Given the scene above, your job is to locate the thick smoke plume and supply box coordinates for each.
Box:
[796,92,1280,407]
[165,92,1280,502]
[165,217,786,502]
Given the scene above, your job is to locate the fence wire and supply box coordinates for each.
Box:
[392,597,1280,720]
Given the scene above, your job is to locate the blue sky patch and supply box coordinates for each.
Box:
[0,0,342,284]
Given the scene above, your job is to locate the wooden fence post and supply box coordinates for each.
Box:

---*---

Swap "locate" for "find" everywhere in the records above, and write all the records out again with every other word left unchanged.

Given the scene above, your job is to find the thick smoke plume and supply box coordinates for each.
Box:
[796,92,1280,407]
[165,92,1280,502]
[165,217,786,502]
Given the scene above, your job is to find the fence wire and supply box coordinates for each.
Box:
[392,597,1280,720]
Given the scene above, your job is to find the blue sky patch and supply box coordinates for each.
Box:
[0,0,342,284]
Given the scene above, your job is to find the wooden fence post and supply box coordinates for each.
Box:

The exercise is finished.